What needs to be done
This exercise calls for every record to be set down exactly.

--- Task inputs ---

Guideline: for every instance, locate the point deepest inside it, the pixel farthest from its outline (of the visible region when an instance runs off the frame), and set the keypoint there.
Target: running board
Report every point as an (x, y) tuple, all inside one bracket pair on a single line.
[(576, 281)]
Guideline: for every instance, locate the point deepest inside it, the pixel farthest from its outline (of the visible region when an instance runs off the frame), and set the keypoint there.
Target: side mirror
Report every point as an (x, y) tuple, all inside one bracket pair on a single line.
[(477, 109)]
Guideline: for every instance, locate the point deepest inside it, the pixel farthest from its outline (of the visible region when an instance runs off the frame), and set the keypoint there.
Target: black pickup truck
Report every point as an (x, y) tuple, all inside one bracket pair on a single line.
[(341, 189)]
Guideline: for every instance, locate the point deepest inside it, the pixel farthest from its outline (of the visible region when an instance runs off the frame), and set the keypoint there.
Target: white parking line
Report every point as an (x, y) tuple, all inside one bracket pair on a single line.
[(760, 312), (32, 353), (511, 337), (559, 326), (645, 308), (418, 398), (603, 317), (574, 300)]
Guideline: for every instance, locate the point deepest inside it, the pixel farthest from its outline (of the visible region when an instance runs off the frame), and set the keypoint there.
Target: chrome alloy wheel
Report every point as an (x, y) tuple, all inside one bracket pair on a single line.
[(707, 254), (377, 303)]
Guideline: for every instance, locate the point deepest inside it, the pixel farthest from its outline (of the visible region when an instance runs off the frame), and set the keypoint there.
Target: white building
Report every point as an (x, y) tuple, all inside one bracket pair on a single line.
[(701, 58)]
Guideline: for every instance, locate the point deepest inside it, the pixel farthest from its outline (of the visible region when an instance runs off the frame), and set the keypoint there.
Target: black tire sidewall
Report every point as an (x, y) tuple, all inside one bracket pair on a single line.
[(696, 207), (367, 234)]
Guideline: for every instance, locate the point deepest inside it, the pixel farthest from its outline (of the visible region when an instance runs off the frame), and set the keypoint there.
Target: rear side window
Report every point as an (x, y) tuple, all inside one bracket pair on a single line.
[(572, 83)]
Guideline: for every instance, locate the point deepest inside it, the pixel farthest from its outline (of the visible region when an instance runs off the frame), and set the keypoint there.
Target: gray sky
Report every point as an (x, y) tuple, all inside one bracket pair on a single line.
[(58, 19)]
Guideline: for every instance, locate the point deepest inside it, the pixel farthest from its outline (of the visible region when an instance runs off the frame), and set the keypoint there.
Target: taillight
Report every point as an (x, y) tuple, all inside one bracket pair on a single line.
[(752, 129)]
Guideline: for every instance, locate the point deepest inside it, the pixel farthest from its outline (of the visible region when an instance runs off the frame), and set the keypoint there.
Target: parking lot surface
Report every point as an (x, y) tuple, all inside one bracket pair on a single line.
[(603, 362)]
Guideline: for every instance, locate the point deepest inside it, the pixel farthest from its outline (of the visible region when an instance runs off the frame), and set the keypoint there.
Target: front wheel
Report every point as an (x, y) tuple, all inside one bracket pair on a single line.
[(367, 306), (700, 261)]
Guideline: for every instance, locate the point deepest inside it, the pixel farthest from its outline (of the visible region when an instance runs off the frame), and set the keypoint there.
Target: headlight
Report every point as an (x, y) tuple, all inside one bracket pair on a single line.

---

Written reply
Guideline: for every instance, locate the point deepest inside it, the pixel farthest from its outline (of the visible region when an instance runs off the frame), and set the keypoint there.
Target: running board
Report every point as an (x, y) tuple, all inside one bracket pair on a single line.
[(576, 281)]
Guideline: for every instance, locate the point deepest inside it, the pixel farthest from its outline (of the visible region when an instance runs off the frame), and set the keypoint there.
Target: side mirror
Report every point as an (x, y) tuple, all inside one bracket pair on a single line.
[(477, 109)]
Guideline: for every instance, locate the point deepest inside it, the pixel farthest from its outline (of the visible region when an instance runs off the frame), and set the keypoint there.
Target: black pickup truck
Report every point as an (x, y) tuple, all inside one bracket pair on a single line.
[(341, 189)]
Guideline: for every instance, locate the point deepest inside it, the pixel farthest from its outline (of the visible region when an instance runs off the frame), and set the keypoint there.
Target: white parking line
Report every point as an (x, y) tuple, all inside one bracket pair on a single line.
[(760, 312), (32, 353), (511, 337), (559, 326), (645, 308), (418, 398), (603, 317), (574, 300)]
Guideline: for every instance, locate the point deepest inside it, the pixel farthest from its outline (of the visible region when an instance runs off the frame), and set the keypoint there.
Target: chrome alloy wheel
Report every point as an (x, y) tuple, all inside one bracket pair on a single line.
[(707, 254), (377, 303)]
Guideline: for every instance, locate the point deepest inside it, the pixel farthest from its outline (of the visible region when an instance runs off the frame), and set the keypoint there.
Target: white building
Report every point as an (x, y) tuple, all inside one bracket pair on a single line.
[(701, 58)]
Guideline: for every instance, locate the point deepest inside it, the pixel farthest from its outline (of the visible region when an instance runs off the frame), and set the keypoint there.
Target: black tire sidewall
Report every point as an (x, y) tuple, all inside one bracket pair on a single line.
[(696, 207), (367, 234)]
Guideline: for every instance, locate the point deepest inside it, the pixel farthest from its outline (of the visible region when an instance runs off the frame), and set the keypoint there.
Target: rear side window
Report every point as an (x, y) tuple, all inside one bracket pair on a single line.
[(572, 83)]
Guideline: for every instance, locate the point deepest inside it, the pixel farthest from its outline (of the visible region when an instance runs off the frame), and set the keypoint there.
Target: gray sky
Report every point as an (x, y) tuple, all inside one bracket pair on a single line.
[(58, 19)]
Guideline: for every instance, locate the point deepest inside it, the pixel farthest from its outline (of the visible region when an instance runs off the frame), and set the keypoint there.
Target: taillight
Report every point as an (x, y) tuple, all inside one bracket pair on a single line.
[(752, 129)]
Guideline: for every instance, locate the point deepest inside it, the pixel farthest from its outline (of the visible region when an instance runs off the frame), and set the keypoint there.
Target: parking lot surface
Report every point as an (x, y) tuple, all inside one bracket pair on a single line.
[(603, 362)]
Guideline: for every instance, locate the point deepest inside it, the pixel farthest from its outline (of the visible region when an instance runs off the frame), and set the keypoint there.
Target: front wheel
Report every point as an (x, y) tuple, all inside one bracket pair on a single line.
[(367, 306), (700, 261)]
Guideline: for every instance, locate the point deepest inside it, the pixel farthest from its outline (of the visible region when an instance runs off the frame), and set the keypoint there.
Target: headlight
Report every point as an (x, y) tuple, all inside one bracket pair on a single line.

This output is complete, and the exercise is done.